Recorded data
[Start of section]
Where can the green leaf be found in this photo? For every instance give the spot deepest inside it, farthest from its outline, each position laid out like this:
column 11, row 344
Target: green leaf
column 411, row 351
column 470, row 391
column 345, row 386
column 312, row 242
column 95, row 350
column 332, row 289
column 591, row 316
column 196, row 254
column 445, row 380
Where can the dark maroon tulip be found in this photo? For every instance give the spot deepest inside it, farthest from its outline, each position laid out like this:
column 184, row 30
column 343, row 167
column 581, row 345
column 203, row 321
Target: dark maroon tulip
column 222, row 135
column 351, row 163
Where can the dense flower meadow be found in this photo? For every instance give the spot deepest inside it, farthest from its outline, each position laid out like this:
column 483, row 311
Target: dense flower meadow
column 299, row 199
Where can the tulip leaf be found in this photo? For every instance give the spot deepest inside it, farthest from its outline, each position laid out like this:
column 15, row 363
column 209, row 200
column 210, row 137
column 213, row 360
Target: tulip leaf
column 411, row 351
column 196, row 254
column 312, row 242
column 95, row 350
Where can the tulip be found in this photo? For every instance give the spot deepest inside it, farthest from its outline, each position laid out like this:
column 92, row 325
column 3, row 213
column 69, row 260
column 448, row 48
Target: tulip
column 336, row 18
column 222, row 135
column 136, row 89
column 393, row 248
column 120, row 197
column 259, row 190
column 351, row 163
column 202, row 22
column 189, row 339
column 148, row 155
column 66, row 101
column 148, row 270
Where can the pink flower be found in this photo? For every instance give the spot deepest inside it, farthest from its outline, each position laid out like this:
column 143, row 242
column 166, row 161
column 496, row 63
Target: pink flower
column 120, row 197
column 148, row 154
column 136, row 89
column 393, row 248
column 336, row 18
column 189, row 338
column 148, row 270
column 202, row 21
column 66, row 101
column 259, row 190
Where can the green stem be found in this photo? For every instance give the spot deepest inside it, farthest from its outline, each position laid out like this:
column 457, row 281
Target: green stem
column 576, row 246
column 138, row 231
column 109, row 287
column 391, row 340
[End of section]
ASSIGNMENT.
Exactly as written, repeat each line from the beginning of the data above to the line containing "column 213, row 360", inclusive.

TASK ANSWER.
Where can the green leaf be found in this photo? For every instance give the spot deepest inside it, farthest from its outline, each position laid out like this:
column 11, row 344
Target: green leaf
column 411, row 351
column 470, row 391
column 345, row 386
column 312, row 242
column 95, row 350
column 332, row 289
column 591, row 316
column 196, row 254
column 445, row 380
Where can the dark maroon tulip be found in this photo? For every instance give the spot deepest inside it, farthest from its outline, each position laid out like this:
column 184, row 30
column 343, row 167
column 581, row 345
column 203, row 321
Target: dark maroon tulip
column 222, row 135
column 351, row 163
Where can the dense flower meadow be found in this photo? For every instance give the spot deepest inside it, farthest from its outline, each position laid out like this:
column 483, row 311
Target: dense flower meadow
column 299, row 199
Where can the tulip leaf be found in this photo? For every instance give the spot deepest inside it, farthest from its outline, each position laid out like this:
column 15, row 363
column 209, row 200
column 210, row 137
column 213, row 360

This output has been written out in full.